What is being asked> Replace "wood grain texture" with "wood grain pattern" in the lines starting at the one containing "texture in the live frame." and ending at the one containing "188, 106, 225, 157". Return only those lines, with nothing else changed.

(Stored items)
::::

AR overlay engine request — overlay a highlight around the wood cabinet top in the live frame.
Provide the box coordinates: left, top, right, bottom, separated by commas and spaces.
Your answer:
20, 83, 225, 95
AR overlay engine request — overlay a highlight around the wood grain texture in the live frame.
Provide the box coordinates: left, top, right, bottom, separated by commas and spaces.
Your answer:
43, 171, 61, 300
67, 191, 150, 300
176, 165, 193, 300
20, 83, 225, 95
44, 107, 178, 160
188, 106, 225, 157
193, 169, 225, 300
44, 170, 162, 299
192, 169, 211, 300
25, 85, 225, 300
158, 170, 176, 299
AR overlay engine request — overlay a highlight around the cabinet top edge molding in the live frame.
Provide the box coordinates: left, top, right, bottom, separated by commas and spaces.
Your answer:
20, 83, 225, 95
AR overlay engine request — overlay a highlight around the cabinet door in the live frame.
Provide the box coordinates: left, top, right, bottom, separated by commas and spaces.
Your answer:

::::

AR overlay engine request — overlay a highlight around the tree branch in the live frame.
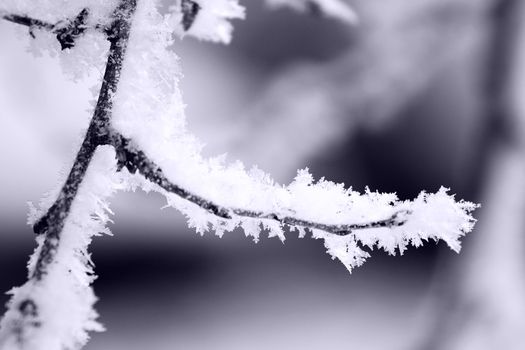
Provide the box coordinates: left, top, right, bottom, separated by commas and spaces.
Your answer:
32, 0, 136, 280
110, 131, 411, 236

::::

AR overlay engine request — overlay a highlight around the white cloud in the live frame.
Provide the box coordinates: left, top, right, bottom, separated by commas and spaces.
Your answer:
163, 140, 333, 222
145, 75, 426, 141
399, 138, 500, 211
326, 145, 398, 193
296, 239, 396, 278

::::

The output>
AR overlay engine request — overlay a highlight around the wood grain pattern in the live frame.
Provide the box coordinates: left, top, right, bottom, separated by commas and spaces.
Your answer:
43, 171, 61, 300
67, 191, 150, 300
176, 165, 193, 300
20, 83, 225, 95
44, 107, 178, 160
188, 106, 225, 157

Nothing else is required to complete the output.